## What you have to do
Retype the data below word for word, starting at the line that contains "A single marker falls on each instance of the trash" and ending at the last line of the data, both included.

== Data for the task ==

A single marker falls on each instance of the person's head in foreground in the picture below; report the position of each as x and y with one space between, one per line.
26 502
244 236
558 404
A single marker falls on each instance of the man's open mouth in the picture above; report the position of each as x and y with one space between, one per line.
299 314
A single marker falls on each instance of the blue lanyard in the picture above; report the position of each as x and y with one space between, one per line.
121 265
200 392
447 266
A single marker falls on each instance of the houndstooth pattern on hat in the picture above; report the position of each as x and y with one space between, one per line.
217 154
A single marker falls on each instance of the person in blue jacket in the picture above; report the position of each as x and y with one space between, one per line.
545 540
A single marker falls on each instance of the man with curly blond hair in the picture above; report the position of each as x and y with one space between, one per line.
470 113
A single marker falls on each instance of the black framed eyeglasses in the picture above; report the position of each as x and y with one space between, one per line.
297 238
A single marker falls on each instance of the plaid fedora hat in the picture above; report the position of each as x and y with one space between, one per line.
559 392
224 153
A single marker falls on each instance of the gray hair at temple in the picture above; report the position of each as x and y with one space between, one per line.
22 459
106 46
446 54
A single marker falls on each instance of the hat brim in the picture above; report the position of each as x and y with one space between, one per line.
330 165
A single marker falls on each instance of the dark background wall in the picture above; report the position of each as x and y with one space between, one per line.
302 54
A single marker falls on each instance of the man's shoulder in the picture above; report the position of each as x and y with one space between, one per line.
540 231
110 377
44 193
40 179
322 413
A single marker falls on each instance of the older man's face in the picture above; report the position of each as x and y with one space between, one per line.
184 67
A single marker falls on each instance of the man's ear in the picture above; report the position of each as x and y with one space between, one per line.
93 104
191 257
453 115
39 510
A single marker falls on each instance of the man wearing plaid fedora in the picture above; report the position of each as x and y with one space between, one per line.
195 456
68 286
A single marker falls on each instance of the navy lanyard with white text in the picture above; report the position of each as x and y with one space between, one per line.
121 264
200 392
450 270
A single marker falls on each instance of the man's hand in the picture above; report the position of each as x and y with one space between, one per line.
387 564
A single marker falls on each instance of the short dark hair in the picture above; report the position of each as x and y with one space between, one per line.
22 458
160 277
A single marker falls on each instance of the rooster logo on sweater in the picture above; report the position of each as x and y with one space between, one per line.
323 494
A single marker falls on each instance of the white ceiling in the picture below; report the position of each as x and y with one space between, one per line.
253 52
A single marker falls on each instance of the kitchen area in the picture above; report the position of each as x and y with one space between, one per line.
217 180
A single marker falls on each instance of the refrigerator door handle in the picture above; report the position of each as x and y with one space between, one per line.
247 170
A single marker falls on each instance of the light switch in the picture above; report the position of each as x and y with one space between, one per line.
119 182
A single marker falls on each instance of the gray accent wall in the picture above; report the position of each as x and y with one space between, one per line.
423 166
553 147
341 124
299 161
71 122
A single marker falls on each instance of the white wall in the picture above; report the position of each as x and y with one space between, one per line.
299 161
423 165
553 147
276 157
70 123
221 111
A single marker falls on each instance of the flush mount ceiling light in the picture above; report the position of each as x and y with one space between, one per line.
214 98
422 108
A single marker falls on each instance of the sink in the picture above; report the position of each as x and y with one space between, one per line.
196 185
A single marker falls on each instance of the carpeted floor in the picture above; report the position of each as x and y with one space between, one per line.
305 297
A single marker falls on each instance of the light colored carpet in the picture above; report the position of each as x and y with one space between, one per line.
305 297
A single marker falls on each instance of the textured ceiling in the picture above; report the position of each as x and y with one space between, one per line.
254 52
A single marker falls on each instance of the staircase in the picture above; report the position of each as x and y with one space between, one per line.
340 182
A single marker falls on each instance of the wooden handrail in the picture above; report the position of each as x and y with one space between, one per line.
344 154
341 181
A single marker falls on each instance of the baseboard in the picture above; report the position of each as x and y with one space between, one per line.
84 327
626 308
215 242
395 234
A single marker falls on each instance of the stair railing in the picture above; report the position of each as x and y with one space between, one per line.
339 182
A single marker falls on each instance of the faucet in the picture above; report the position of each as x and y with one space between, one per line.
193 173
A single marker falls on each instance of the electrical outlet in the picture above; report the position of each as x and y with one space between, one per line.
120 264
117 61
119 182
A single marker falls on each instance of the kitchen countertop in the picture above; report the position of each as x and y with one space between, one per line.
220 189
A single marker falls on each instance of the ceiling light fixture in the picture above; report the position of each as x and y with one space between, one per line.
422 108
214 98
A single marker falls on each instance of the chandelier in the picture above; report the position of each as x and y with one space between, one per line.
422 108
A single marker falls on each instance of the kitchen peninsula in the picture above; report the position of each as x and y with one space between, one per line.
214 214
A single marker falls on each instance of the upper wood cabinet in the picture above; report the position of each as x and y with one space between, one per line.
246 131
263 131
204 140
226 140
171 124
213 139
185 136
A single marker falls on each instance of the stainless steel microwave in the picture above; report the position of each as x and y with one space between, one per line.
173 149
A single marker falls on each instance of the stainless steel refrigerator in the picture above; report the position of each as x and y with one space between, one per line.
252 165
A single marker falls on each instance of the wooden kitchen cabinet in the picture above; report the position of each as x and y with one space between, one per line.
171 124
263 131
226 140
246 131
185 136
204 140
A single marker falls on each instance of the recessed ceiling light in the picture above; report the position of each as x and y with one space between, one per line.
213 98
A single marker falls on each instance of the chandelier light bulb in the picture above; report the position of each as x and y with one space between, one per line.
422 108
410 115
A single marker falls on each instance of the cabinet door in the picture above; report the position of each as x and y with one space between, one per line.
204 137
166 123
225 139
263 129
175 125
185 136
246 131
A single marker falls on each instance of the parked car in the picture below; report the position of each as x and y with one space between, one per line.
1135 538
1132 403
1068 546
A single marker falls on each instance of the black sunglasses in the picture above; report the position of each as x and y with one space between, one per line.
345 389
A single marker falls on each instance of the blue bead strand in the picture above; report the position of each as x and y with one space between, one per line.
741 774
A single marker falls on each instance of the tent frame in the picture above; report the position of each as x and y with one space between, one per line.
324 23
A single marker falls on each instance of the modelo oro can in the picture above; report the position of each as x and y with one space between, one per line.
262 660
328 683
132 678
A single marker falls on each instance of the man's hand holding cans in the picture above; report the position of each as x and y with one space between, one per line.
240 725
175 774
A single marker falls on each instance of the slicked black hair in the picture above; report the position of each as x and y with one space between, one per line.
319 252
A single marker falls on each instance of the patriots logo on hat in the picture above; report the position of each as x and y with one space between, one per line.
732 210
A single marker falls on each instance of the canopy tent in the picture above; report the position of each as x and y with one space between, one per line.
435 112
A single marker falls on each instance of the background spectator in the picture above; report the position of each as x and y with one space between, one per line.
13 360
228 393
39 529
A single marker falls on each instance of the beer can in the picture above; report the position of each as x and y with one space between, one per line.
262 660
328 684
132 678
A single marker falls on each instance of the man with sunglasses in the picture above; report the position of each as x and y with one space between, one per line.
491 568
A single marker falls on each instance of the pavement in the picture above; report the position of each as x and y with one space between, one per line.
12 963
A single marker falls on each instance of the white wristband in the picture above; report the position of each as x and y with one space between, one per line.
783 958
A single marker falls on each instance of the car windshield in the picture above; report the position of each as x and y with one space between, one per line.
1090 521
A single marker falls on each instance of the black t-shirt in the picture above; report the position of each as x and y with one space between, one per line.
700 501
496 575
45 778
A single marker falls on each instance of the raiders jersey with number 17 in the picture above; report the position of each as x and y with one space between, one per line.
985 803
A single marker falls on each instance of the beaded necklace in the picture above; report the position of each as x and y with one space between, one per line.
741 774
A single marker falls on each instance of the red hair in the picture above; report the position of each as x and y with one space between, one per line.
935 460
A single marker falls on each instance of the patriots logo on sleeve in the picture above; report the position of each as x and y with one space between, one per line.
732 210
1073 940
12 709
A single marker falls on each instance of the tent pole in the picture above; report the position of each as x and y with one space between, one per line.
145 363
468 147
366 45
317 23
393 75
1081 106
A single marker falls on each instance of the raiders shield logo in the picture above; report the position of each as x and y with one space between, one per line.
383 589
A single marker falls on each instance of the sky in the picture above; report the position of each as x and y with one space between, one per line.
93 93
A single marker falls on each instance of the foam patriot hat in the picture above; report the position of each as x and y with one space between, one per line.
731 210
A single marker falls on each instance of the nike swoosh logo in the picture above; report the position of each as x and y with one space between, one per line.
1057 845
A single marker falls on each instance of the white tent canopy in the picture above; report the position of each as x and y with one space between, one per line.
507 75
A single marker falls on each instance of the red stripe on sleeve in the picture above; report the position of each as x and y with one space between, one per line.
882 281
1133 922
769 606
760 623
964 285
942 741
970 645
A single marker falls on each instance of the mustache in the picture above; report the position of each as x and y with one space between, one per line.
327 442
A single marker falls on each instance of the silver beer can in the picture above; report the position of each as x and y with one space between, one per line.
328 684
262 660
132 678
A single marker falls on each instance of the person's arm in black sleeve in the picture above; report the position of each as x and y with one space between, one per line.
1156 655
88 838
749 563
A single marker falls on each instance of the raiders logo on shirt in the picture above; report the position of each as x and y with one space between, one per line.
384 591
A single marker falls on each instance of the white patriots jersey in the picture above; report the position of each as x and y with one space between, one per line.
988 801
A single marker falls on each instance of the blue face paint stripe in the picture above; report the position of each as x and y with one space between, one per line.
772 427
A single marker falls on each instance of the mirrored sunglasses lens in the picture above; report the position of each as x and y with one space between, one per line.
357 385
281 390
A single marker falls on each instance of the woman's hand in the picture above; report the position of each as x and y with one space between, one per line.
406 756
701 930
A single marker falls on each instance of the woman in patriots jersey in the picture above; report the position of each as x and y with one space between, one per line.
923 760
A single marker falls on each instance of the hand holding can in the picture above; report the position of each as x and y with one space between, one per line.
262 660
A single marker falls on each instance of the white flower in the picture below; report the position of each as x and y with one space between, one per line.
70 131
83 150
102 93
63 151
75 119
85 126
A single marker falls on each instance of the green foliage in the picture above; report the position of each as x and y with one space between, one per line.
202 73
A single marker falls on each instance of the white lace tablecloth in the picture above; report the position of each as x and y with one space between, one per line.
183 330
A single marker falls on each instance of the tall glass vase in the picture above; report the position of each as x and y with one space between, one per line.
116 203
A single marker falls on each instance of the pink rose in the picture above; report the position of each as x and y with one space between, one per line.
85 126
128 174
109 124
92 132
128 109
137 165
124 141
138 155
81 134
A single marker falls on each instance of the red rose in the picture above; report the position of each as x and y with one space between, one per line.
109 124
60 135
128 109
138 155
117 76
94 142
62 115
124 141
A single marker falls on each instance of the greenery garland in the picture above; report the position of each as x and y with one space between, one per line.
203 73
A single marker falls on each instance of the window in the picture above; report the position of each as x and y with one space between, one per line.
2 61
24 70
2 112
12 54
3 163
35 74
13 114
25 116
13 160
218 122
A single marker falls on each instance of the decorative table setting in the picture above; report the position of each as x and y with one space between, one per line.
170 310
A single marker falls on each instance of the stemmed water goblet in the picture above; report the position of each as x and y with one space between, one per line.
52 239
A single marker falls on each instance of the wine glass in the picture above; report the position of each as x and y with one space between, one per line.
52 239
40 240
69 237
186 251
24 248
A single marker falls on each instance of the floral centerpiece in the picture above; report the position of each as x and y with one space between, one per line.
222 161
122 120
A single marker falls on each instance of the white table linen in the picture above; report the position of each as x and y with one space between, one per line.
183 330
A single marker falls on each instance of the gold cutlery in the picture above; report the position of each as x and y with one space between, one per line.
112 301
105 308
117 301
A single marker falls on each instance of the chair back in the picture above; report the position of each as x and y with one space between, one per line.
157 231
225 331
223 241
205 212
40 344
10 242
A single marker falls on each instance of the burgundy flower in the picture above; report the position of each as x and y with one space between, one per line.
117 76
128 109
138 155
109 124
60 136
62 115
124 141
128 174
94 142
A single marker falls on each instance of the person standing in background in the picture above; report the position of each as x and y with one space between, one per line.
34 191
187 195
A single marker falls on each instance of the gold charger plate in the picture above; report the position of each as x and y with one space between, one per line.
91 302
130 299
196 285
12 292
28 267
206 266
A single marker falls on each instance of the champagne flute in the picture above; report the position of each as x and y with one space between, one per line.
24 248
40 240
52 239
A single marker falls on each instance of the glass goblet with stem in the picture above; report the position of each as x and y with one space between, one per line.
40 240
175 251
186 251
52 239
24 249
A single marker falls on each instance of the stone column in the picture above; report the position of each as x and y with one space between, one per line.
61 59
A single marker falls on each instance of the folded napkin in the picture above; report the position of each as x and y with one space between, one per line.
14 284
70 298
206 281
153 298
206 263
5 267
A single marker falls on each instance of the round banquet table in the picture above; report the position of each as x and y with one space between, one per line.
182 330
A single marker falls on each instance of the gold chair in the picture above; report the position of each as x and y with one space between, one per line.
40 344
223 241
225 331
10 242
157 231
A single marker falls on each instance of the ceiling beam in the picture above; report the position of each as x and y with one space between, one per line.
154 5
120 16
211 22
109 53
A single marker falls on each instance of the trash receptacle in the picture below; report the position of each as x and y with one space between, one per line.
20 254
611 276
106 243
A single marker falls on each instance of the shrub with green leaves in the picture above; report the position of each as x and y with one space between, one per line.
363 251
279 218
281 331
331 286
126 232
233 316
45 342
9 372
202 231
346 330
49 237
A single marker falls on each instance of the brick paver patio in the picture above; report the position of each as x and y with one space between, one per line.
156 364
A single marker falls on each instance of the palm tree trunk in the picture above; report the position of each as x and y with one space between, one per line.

===

## Answer for the task
A single marker falls on each instance of the trash receptacle in the picture below; report the position of each as x and y with one space between, one per line.
20 254
611 276
106 243
A single marker falls on each instance of the shrub with green leaves in the picture above; report the position of each as x and y with one space between, one per line.
363 251
279 218
281 331
331 286
126 232
233 316
45 342
9 372
202 231
346 330
49 237
A single marker falls on each instance of the brick paver patio in the picture above; report the position of each as x and y with one space between, one per line.
156 364
A single marker falls on each instance of the palm tree trunk in the picture above; report the position of each as x and y with one space between, one per line.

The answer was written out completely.